## [Short task A]
List every person named in the Paris attacks excerpt.
## [Short task B]
Carry the Paris attacks excerpt forward from its final sentence.

## [Provided text]
But there’s new talk of increasing cooperation between Washington and Paris. FP’s Dan De Luce writes that French Defense Minister Jean-Yves Le Drian spoke to Pentagon chief Ash Carter twice over the weekend, and “along with assisting French forces in conducting expanded airstrikes, the United States was looking ‘for additional ways to share intelligence’ with France, a Pentagon official told Foreign Policy.”

Intel. Former Deputy Director of the CIA Mike Morrell said on Face the Nation Sunday morning that the caliphate established by ISIS in Syria “is very much like a state, so what you’re seeing now is something akin to state sponsored terrorism in the west right now by ISIS.”

Appearing on the same program, New York City Police Commissioner William J. Bratton said that the Paris attacks represent “the new paradigm” for terrorist attacks, where the attackers operate off the radar of intelligence services by communicating with encrypted smart devices. “We, in many respects, have gone blind as the result of the commercialization” of encrypted apps, he said.

## [Provided records]
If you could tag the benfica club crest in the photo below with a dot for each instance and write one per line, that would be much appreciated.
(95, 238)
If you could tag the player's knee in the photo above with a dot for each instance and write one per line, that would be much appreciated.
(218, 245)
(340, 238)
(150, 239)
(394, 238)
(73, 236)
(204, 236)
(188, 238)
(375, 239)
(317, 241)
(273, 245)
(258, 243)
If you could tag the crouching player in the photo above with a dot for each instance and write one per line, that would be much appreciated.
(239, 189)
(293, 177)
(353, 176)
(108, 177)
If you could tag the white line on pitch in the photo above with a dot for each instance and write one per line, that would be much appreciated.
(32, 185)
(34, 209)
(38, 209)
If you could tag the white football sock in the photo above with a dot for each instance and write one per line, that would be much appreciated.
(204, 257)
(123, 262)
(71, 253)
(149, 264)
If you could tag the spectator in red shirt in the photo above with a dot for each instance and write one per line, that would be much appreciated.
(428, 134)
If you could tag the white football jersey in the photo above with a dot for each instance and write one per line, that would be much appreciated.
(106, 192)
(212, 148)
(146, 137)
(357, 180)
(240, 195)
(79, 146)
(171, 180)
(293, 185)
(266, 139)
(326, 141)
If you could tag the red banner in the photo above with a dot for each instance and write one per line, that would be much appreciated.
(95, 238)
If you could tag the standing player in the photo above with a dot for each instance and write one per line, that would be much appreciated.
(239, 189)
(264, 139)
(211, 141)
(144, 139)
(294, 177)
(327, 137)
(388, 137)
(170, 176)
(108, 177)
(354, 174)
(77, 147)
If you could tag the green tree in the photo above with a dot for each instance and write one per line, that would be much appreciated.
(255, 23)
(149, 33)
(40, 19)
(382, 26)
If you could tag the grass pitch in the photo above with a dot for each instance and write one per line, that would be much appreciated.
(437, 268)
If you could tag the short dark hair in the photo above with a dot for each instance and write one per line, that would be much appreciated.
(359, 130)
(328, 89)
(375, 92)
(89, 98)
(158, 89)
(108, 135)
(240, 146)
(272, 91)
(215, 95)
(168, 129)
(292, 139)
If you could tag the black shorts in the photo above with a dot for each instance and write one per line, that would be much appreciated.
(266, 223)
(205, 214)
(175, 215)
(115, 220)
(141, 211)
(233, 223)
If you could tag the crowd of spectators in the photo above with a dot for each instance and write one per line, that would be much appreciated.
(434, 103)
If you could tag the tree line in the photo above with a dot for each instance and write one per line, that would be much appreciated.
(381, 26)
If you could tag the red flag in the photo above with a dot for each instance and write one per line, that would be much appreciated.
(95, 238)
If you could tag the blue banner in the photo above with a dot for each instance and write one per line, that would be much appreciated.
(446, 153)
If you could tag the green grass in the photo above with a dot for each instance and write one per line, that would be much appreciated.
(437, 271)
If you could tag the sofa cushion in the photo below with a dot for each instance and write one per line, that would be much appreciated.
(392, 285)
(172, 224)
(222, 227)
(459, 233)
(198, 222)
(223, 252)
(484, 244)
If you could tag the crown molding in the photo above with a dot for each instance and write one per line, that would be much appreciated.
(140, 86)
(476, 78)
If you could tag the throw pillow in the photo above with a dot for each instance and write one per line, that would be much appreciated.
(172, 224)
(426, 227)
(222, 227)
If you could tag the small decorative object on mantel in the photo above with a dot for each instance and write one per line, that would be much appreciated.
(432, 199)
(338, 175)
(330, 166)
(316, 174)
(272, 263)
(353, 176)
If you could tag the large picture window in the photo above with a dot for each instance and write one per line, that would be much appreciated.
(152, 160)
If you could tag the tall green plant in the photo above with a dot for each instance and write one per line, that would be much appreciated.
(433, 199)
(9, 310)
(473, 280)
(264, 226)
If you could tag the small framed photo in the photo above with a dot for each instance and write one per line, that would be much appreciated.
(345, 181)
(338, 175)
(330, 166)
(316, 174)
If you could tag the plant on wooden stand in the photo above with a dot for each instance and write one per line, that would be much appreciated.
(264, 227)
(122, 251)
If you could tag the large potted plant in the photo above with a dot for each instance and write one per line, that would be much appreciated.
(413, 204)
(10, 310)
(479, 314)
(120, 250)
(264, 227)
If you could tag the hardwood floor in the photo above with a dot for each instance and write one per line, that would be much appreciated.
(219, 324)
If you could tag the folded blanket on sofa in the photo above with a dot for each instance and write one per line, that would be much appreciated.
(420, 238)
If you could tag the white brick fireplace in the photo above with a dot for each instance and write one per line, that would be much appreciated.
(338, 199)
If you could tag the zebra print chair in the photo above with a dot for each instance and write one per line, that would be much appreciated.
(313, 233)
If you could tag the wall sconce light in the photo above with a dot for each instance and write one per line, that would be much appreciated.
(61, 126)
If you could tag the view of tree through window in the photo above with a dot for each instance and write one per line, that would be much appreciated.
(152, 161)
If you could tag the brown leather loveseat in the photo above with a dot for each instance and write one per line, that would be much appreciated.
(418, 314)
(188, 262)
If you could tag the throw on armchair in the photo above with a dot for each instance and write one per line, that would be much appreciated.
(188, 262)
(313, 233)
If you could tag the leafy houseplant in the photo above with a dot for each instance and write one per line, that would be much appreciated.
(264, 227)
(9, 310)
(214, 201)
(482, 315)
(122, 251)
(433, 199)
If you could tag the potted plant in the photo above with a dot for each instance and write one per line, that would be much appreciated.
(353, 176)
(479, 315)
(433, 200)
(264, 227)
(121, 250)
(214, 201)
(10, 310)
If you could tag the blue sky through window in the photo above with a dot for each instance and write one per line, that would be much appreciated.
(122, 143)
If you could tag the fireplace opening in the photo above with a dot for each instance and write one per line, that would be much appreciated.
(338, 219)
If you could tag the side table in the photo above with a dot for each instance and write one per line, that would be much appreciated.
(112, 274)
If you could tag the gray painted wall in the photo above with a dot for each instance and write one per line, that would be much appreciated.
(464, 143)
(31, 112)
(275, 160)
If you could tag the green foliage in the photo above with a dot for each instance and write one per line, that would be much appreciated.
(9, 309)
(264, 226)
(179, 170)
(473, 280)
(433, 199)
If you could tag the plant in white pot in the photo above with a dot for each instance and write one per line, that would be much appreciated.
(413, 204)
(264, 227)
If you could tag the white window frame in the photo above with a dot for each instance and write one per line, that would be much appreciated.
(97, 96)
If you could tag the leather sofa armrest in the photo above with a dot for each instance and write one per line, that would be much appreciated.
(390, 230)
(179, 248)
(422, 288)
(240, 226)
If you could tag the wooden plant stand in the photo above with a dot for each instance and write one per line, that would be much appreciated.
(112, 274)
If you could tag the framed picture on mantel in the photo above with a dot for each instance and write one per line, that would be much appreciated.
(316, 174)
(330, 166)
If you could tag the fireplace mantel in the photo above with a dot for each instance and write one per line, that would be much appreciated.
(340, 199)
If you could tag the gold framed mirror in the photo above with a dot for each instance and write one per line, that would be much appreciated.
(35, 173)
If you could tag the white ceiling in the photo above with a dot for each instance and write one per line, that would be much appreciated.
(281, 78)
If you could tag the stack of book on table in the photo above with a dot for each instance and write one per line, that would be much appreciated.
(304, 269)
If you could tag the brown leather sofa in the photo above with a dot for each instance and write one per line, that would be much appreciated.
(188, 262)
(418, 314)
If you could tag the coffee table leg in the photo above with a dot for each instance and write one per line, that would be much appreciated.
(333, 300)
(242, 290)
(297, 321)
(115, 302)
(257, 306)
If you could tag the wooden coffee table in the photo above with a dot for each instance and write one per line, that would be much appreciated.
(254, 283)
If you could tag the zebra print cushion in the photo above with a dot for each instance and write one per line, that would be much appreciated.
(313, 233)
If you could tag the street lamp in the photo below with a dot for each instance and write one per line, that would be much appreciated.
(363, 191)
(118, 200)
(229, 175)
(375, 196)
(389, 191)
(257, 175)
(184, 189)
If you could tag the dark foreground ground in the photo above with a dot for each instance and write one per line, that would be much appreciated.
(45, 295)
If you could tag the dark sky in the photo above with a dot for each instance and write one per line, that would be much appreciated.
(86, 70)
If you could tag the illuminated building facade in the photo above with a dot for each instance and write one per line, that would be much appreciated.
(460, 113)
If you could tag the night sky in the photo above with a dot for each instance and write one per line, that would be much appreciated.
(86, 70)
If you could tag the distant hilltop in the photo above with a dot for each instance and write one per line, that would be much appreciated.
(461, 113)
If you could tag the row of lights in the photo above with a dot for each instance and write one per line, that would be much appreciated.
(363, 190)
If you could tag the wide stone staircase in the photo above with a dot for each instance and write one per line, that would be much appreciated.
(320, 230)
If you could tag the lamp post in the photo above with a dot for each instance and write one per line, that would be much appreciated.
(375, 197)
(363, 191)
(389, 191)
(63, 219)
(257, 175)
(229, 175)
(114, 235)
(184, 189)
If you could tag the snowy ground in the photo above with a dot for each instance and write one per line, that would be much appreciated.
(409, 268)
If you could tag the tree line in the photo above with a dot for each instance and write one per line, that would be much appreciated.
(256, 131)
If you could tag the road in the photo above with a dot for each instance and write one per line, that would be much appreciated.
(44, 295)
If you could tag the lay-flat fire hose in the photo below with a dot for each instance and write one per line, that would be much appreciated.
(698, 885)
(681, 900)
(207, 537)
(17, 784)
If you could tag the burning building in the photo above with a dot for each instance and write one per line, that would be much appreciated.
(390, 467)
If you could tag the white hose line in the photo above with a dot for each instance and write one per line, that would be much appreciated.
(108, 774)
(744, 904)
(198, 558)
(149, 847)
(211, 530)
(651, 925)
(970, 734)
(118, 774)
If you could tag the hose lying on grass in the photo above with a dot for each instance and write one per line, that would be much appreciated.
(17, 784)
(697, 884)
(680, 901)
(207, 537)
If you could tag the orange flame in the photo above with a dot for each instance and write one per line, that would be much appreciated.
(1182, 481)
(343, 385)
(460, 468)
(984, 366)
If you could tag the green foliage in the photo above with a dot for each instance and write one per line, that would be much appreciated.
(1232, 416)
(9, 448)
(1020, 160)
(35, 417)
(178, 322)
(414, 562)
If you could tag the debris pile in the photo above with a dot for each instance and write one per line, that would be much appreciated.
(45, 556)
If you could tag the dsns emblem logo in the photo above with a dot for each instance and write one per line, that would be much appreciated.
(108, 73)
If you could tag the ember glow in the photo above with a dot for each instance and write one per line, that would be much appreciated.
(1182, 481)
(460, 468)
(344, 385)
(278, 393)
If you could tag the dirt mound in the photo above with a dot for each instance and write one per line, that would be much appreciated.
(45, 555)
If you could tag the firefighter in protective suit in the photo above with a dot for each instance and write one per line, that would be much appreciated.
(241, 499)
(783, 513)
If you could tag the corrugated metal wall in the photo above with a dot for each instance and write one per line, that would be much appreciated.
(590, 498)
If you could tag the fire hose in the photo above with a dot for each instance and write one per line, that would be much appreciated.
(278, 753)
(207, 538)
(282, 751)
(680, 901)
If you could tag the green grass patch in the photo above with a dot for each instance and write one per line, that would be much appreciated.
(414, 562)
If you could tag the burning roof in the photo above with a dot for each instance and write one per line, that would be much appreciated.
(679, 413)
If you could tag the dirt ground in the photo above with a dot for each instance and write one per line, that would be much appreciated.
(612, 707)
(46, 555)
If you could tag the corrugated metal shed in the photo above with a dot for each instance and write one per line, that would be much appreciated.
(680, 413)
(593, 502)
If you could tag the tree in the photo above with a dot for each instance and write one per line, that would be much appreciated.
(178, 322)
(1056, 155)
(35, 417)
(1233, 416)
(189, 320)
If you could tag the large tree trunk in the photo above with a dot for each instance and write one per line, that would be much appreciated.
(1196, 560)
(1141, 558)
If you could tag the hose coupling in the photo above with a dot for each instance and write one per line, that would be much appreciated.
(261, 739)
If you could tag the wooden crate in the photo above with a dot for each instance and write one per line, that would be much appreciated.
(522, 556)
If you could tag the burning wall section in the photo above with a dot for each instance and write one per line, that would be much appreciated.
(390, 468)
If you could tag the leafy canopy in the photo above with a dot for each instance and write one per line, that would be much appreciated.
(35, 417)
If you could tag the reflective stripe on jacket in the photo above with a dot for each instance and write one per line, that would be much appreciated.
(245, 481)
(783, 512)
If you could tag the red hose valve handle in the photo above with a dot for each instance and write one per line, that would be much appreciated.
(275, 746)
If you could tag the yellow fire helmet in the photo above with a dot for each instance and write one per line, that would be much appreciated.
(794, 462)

## [Reply A]
- Dan De Luce
- Jean-Yves Le Drian
- Ash Carter
- Mike Morrell
- William J. Bratton

## [Reply B]
Michael Leiter, who served as director of the National Counterterrorism Center under both Presidents Bush and Obama, added on Meet the Press that it’s not entirely clear what intelligence agencies should be looking for. “I think there has been a lot of warnings, and strategically, that ISIS wasn’t just going to stay in its caliphate in Syria and Iraq. I think tactically the intelligence community in France and the U.S. clearly missed this attack, they clearly missed the attack in Egypt. But I think people who have been watching terrorism for a long time knew that ISIS was never going to be satisfied staying in the Levant.”

There is mounting evidence that at least one of the eight attackers had visited Syria in the previous months, and French officials have admitted that U.S. intel authorities had passed on vague information in September warning that French jihadists in Syria were planning an attack.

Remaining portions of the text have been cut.